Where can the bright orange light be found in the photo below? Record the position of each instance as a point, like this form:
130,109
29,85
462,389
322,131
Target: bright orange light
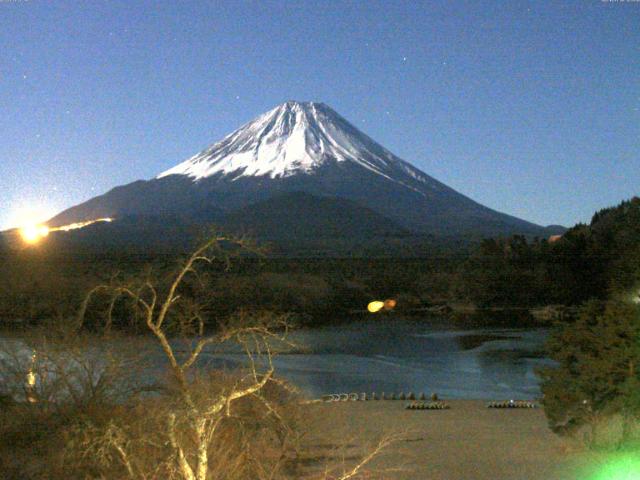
375,306
33,233
390,304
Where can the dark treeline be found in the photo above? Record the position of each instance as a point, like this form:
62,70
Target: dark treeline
587,262
38,285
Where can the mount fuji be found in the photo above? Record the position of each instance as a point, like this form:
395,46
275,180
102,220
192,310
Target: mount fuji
297,164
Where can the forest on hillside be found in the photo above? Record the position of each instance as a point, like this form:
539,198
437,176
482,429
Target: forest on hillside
588,261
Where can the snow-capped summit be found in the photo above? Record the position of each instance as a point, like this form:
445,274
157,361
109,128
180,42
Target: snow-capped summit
301,154
295,137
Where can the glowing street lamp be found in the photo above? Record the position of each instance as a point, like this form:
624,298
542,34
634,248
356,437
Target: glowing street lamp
375,306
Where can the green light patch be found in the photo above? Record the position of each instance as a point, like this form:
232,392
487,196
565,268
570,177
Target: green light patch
622,467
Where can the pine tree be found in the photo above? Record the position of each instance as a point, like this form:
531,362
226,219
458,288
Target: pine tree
598,367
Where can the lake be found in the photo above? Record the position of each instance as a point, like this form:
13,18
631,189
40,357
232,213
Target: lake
404,356
394,356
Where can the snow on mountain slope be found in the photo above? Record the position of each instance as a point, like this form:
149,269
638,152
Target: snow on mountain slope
300,147
293,138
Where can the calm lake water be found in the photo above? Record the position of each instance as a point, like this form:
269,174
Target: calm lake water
403,356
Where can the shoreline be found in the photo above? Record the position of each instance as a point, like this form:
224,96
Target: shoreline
467,441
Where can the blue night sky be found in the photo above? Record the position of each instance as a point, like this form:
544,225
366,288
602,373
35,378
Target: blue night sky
531,108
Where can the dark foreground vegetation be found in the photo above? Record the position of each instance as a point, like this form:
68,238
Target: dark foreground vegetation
79,401
107,421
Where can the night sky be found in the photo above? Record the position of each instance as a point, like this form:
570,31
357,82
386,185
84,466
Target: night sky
531,108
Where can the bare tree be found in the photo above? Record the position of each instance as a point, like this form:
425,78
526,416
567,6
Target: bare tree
194,419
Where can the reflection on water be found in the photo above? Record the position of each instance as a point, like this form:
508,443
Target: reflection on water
401,356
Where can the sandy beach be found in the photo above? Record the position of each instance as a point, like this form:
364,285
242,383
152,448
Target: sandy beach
467,442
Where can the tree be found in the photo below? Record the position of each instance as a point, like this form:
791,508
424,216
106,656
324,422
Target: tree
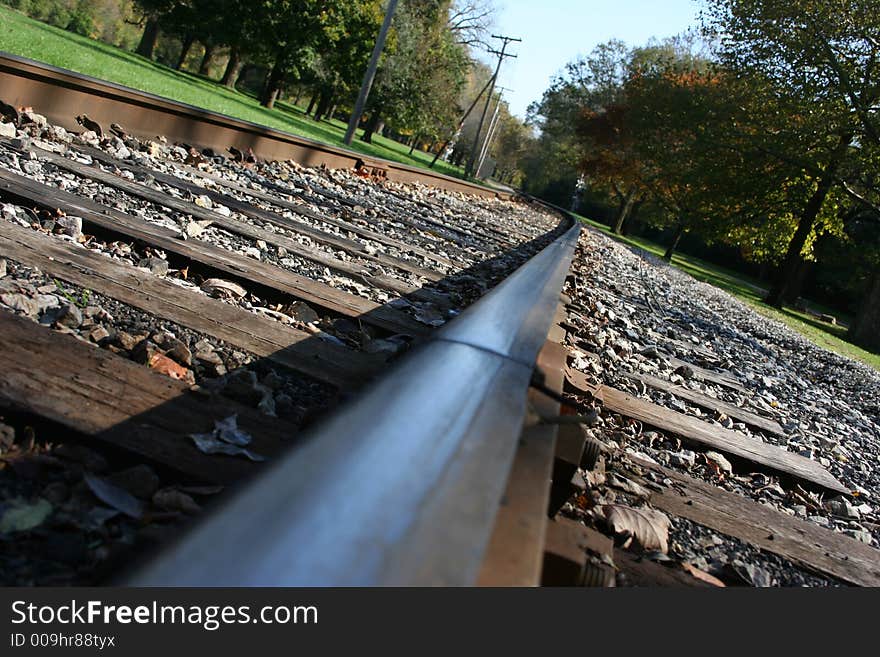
815,63
421,74
152,12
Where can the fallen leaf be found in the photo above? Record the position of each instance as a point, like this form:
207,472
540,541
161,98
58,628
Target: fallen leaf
227,430
23,516
702,575
208,444
217,287
648,527
114,496
164,365
171,499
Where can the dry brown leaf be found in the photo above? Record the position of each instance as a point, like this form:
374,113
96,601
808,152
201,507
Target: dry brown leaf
648,527
702,575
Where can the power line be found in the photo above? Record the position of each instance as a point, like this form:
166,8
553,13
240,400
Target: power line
367,84
502,55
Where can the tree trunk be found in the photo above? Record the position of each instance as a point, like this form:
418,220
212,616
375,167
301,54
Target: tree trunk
865,329
797,282
206,60
786,276
148,40
233,68
676,238
312,102
184,51
780,290
243,73
371,127
273,85
625,207
324,102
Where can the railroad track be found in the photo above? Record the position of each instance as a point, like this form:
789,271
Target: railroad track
345,378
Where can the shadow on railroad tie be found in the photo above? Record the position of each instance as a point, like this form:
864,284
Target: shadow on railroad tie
161,434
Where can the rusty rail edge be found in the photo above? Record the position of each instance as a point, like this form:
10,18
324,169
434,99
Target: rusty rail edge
403,485
61,95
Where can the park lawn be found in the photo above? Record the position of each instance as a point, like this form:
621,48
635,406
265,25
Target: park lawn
26,37
827,336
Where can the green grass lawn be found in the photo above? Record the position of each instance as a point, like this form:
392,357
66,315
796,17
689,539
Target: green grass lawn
750,291
26,37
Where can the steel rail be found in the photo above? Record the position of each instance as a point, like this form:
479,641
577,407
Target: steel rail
402,487
61,95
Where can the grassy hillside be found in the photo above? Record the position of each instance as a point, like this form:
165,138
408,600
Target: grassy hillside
26,37
827,336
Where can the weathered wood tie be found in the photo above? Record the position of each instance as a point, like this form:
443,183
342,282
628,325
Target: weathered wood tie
126,405
233,264
282,344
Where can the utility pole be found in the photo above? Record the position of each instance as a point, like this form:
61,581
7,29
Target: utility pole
367,84
460,123
502,55
490,133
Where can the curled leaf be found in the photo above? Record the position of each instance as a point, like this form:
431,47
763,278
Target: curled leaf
648,527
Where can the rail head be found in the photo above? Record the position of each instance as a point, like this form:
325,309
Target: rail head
402,486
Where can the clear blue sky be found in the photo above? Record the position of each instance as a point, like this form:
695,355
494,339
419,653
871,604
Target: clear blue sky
556,31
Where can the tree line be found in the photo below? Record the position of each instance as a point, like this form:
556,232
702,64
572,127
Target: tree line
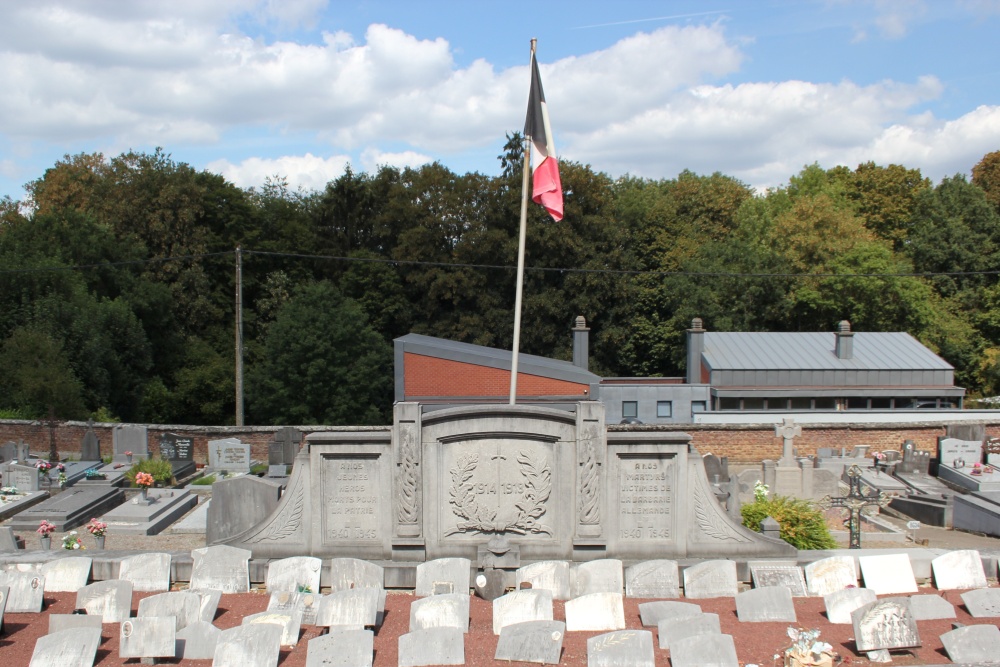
117,296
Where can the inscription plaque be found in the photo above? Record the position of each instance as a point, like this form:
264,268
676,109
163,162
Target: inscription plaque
353,491
645,489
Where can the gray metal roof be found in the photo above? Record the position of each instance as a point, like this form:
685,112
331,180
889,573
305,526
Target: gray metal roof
816,351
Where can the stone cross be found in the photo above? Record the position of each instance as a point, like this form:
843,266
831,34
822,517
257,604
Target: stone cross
788,430
855,501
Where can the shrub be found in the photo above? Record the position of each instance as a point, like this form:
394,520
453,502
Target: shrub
802,525
162,472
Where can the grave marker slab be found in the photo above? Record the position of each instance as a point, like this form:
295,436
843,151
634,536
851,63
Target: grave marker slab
627,647
147,572
346,648
551,575
888,574
147,637
111,600
884,625
702,650
221,568
76,647
595,612
653,579
66,575
295,574
958,569
521,606
762,605
832,574
197,641
670,631
710,579
531,641
434,646
443,575
256,645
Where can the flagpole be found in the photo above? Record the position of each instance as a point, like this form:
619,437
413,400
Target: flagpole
522,235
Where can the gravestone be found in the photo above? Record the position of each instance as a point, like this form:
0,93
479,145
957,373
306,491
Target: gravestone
434,646
653,579
239,504
148,637
228,454
885,625
66,575
147,572
972,644
551,575
597,576
595,612
958,569
765,574
531,641
982,602
76,647
354,648
182,606
297,574
931,607
442,611
627,647
25,591
670,631
197,641
221,568
346,573
248,646
888,574
700,650
762,605
830,574
841,604
711,579
443,575
289,622
285,446
111,600
651,613
521,606
130,438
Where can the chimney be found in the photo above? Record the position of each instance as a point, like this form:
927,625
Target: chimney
845,340
696,346
581,344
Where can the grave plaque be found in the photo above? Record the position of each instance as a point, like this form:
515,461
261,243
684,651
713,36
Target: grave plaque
346,648
531,641
884,625
149,637
673,630
76,647
627,647
653,579
221,568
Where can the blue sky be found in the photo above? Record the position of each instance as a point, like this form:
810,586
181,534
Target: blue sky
300,88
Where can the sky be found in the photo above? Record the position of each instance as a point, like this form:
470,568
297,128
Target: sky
299,89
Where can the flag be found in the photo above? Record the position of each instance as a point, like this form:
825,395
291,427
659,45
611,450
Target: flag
546,186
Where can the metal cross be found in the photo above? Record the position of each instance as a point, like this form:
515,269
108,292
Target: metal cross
855,501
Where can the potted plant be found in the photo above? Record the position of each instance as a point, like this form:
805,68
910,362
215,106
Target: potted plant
98,529
45,530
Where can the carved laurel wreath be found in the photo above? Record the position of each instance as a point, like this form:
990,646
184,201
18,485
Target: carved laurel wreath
531,506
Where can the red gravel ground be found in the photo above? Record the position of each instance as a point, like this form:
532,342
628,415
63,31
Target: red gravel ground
755,642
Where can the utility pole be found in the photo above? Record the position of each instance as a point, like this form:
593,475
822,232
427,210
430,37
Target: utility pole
239,335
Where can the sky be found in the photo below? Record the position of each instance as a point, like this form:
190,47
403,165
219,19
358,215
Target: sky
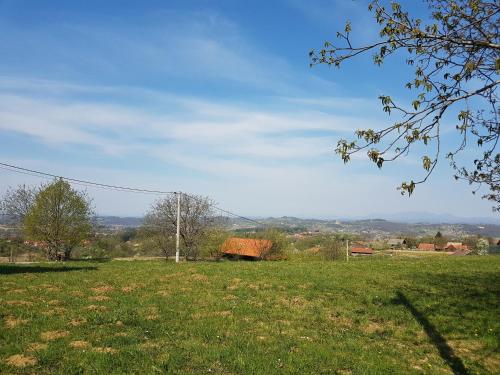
208,97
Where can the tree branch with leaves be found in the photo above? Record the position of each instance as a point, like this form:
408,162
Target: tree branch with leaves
456,60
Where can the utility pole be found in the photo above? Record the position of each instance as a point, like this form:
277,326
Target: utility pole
178,235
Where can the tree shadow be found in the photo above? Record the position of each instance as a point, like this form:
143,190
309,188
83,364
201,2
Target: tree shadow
8,269
445,351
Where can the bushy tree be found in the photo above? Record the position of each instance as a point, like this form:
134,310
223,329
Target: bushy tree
17,202
482,246
455,53
61,218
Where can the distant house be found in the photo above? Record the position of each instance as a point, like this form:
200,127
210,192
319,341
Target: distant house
247,247
456,246
396,243
427,247
461,252
361,251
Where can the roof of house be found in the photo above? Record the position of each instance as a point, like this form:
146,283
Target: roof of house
456,246
427,246
361,250
461,252
396,241
246,246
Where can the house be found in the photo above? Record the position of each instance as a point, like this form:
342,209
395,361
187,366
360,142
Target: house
427,247
462,252
456,246
247,247
396,243
361,251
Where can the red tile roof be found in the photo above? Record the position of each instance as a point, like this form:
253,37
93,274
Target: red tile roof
456,246
427,246
246,246
361,250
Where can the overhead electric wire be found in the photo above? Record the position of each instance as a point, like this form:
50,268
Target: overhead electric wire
35,173
84,182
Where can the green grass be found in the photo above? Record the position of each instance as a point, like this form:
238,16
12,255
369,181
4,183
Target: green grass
381,315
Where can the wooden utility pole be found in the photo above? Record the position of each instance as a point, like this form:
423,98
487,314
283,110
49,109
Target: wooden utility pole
178,235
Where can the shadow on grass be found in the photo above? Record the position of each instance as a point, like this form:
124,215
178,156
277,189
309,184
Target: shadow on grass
15,269
445,351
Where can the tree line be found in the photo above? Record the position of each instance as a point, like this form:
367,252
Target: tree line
58,218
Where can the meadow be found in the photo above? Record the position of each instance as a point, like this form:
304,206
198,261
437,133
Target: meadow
382,315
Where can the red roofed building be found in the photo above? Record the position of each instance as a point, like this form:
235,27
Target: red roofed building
456,246
248,247
356,250
427,247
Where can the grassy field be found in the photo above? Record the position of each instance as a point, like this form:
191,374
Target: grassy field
435,315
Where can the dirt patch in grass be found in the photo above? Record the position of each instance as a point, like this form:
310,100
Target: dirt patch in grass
55,311
77,322
37,347
21,361
103,289
107,350
53,335
131,287
198,277
16,291
19,303
372,327
149,345
99,298
211,314
13,322
80,344
172,275
96,308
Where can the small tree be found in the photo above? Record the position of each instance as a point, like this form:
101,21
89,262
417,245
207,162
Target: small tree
482,246
196,218
61,217
17,203
440,241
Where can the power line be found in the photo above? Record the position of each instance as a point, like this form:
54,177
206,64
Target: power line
35,173
84,182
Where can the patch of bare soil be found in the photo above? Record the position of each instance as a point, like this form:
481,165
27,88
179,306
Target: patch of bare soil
96,308
79,344
99,298
130,288
19,303
53,335
21,361
107,350
12,322
37,347
77,322
198,277
103,289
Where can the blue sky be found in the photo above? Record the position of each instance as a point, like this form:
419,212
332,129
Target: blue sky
209,97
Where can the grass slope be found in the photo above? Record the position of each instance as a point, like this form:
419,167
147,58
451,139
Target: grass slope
434,315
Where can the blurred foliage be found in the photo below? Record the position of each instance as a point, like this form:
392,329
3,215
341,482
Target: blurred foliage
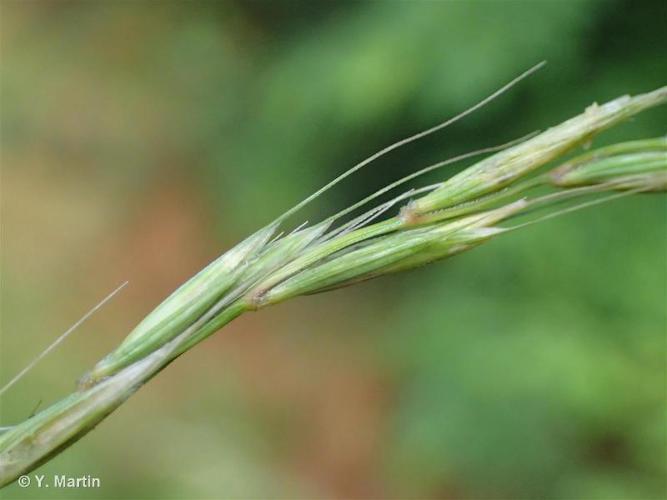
139,139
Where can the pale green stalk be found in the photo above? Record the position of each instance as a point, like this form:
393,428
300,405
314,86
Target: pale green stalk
457,215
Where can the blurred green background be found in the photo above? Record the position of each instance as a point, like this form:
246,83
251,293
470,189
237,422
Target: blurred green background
141,139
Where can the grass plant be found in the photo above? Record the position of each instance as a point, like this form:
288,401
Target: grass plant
520,184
________________
Retype, word for word, only the lines from the line with "Where can the grass slope" to the final line of the listing above; the pictures do not belong in the copy.

SOLUTION BELOW:
Where can the grass slope be found in the photo above? Record the position of each instance as a point, like this form:
419,167
147,58
451,139
Target: grass slope
434,315
Where can the blurred foliage be found in the photo below? Record the position of each instance as a point, like this form:
392,329
3,215
341,482
Target: blurred foliage
139,139
Where can the pale green stalk be found in the photo above? Record the position of each instance as a point, like this form:
393,428
300,405
314,86
Target: pale green stalk
457,215
Where can the blurred green background be found in the photo above? Record the position of each instance as a point, like this form:
246,83
251,293
470,189
237,422
Target: blurred green background
141,139
Where can the grass plant be found in the photo above? Record the position of each instance as a point, like this form:
288,401
Target: grass plant
520,184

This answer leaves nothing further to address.